■ REQUIREMENTS:
Copy the items below word for word, leaving out the pictures.

■ MATERIAL SHOWN:
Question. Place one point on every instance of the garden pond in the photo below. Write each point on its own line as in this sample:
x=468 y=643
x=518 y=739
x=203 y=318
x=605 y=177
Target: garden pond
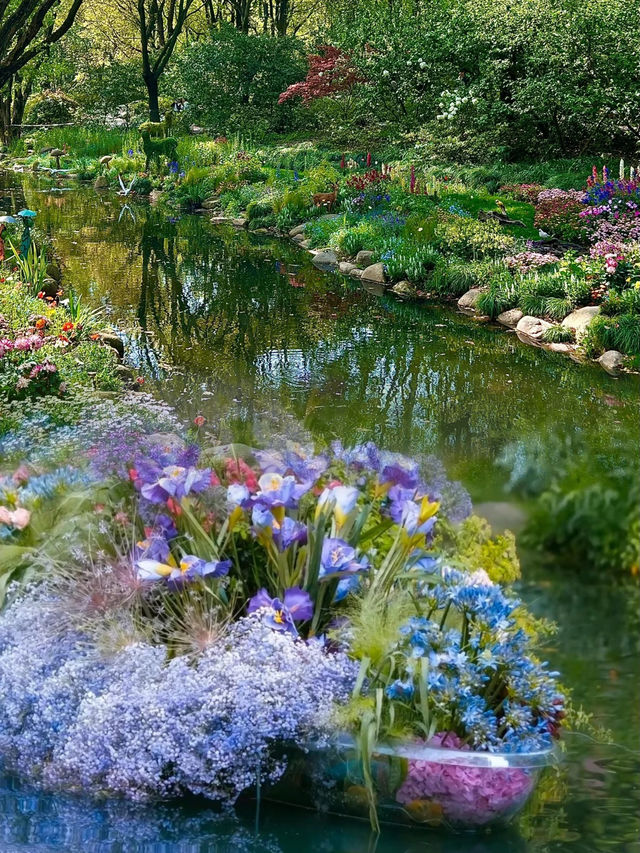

■ SOLUTION BELOW:
Question. Place one point on every instance of the garden pond in the photo below. Write each point on its own line as in this sample:
x=468 y=643
x=518 y=739
x=203 y=318
x=605 y=177
Target: garden pond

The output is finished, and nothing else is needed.